> **Task instructions**:
Extract every line of the listing below that contains the string "sweater", and note that case counts.

== Given entries

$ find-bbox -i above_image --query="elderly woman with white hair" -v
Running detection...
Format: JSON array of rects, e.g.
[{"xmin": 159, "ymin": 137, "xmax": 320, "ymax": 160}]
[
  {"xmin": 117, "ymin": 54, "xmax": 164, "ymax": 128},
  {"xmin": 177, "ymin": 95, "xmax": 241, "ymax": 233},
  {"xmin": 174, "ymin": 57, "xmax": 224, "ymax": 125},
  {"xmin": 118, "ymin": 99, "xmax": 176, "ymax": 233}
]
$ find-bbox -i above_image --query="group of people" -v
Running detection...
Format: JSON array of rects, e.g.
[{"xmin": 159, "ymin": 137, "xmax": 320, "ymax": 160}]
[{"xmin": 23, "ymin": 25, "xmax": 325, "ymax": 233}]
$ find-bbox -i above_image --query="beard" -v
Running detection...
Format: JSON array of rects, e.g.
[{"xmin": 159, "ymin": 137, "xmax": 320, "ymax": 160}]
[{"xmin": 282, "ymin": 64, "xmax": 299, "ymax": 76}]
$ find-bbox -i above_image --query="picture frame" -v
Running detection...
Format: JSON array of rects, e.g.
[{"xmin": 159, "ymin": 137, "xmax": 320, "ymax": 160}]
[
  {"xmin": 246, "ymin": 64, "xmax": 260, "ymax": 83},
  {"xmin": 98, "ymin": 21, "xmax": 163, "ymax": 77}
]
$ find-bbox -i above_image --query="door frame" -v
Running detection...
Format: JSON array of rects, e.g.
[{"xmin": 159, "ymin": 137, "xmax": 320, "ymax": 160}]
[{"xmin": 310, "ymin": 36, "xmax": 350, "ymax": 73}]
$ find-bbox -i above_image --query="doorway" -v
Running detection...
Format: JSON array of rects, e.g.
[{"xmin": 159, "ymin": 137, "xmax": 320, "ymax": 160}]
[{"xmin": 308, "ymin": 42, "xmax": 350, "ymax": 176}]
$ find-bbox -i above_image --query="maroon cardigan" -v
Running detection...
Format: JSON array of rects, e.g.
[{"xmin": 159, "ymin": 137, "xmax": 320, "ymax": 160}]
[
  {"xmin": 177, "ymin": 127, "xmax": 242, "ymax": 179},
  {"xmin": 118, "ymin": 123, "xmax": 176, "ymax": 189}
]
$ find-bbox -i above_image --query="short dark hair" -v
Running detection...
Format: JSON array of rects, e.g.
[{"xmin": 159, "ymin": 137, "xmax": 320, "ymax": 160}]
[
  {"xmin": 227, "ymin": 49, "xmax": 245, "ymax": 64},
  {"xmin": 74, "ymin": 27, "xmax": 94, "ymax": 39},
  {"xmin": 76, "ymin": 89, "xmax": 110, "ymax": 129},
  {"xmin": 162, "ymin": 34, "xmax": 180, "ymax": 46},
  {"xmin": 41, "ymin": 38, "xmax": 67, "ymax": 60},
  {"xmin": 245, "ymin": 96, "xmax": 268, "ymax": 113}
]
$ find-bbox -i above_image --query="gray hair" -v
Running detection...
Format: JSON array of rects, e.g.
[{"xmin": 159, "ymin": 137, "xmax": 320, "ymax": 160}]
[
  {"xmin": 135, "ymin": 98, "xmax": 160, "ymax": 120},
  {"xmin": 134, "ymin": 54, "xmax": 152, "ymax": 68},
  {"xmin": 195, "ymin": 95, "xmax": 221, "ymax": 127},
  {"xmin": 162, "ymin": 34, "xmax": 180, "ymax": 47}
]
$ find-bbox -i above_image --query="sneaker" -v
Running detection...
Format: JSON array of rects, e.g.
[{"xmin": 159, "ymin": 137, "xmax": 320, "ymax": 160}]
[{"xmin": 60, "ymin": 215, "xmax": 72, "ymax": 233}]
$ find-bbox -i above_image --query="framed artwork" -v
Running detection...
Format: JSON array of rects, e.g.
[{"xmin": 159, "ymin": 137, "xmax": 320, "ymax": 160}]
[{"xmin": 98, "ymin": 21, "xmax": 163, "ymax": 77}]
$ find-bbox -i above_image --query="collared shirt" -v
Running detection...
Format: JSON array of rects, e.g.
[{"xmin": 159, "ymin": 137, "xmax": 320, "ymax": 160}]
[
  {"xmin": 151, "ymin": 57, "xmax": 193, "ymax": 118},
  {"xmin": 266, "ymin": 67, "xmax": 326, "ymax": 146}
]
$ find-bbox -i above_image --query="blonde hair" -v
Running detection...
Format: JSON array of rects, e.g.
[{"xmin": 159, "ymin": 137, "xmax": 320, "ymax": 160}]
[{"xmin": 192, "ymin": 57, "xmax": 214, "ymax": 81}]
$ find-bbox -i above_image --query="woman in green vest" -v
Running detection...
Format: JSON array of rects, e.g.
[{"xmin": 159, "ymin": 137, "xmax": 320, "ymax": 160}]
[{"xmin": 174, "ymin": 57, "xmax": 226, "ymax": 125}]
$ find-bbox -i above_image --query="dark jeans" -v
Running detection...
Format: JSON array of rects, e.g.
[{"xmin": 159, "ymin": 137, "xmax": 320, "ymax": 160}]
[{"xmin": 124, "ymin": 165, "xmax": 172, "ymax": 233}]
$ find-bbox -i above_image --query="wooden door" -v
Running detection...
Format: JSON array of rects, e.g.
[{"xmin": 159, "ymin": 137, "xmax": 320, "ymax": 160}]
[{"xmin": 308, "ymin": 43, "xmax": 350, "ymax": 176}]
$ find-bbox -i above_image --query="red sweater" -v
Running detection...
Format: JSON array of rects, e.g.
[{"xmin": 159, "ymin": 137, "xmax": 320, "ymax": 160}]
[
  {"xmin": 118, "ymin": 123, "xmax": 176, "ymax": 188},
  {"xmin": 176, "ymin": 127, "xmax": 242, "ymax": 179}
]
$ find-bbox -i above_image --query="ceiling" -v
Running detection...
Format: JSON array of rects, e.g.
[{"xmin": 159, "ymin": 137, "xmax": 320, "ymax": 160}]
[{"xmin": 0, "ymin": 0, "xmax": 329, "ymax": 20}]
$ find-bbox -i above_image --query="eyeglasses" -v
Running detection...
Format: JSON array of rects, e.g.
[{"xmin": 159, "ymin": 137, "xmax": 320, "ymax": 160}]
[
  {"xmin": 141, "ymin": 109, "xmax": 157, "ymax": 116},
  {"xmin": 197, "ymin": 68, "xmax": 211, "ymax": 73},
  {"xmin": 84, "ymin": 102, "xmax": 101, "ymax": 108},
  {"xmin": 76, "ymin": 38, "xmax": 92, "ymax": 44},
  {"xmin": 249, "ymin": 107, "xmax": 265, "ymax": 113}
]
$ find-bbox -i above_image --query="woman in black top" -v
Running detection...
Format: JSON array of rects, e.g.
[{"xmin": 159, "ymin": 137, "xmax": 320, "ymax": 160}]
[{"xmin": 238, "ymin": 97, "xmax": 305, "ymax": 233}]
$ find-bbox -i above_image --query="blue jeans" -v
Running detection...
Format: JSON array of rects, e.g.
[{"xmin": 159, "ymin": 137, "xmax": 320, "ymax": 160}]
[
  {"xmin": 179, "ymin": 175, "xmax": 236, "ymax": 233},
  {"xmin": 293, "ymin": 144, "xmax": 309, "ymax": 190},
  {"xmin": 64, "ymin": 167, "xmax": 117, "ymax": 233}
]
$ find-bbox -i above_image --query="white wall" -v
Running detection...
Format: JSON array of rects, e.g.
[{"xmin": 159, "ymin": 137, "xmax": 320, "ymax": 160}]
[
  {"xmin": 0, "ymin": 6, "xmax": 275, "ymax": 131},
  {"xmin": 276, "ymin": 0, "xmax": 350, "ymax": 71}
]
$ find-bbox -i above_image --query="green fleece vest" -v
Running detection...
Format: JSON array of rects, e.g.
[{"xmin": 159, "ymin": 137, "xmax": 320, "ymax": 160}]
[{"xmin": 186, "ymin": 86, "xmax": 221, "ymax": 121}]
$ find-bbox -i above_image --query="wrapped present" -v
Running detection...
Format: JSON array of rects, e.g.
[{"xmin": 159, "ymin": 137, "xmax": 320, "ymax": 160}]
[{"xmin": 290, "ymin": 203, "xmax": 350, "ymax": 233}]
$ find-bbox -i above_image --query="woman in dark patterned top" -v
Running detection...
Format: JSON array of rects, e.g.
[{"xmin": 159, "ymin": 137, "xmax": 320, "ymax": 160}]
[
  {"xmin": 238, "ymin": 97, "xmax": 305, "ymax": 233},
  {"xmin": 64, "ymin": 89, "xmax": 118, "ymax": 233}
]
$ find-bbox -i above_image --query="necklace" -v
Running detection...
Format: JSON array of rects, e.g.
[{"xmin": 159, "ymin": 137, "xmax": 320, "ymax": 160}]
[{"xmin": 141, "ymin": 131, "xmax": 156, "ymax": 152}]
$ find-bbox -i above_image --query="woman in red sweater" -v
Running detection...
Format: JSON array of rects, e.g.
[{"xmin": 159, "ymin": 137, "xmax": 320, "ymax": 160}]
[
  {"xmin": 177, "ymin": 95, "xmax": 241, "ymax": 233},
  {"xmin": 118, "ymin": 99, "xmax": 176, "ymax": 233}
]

====

> **Written response**:
$ find-bbox -i above_image --query="red sweater" -v
$ find-bbox -i above_image --query="woman in red sweater" -v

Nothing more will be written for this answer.